Prompt:
All of the material below is to be restated word for word, apart from the pictures.

[A run of records]
┌────────

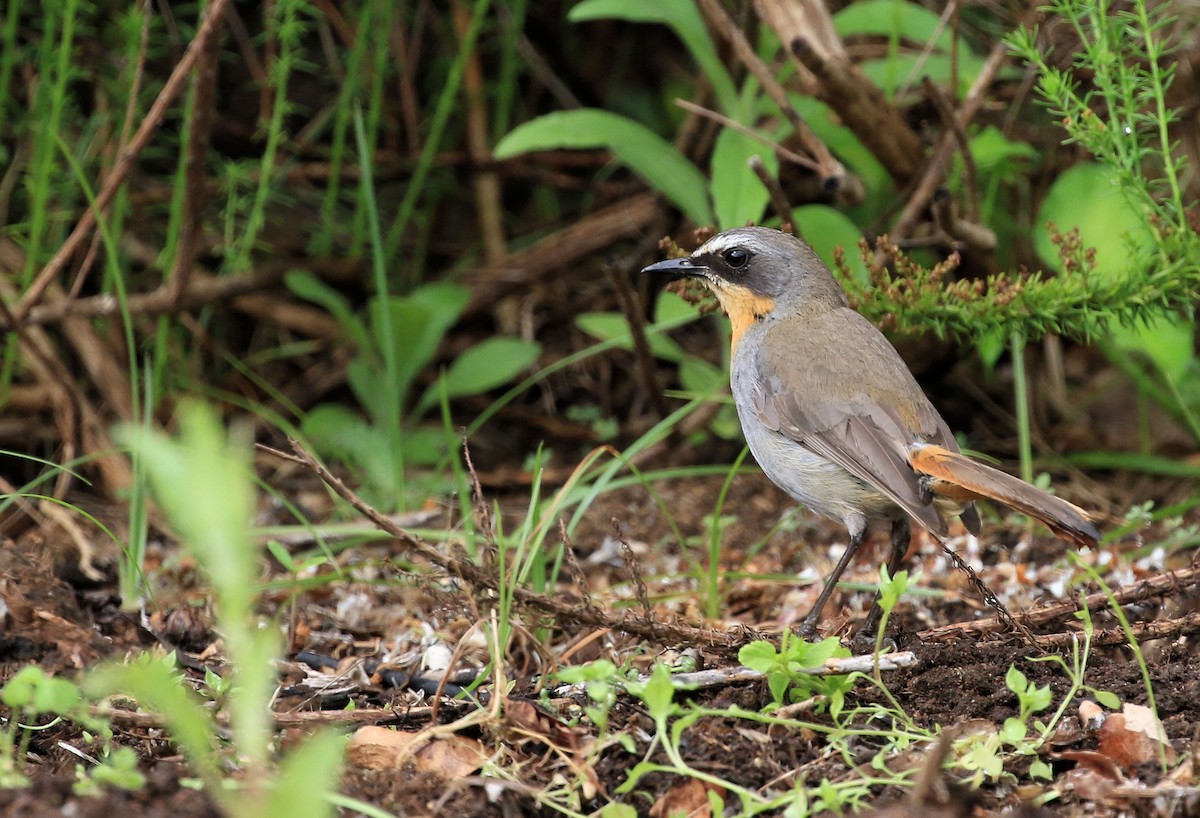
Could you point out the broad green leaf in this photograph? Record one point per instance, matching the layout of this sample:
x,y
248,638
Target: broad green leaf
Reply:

└────────

Output of the task:
Could you point out the broad green leaf in this photograph? Record one point per instance, matching the layout of this sample:
x,y
248,638
Target: broad green leaf
Reply:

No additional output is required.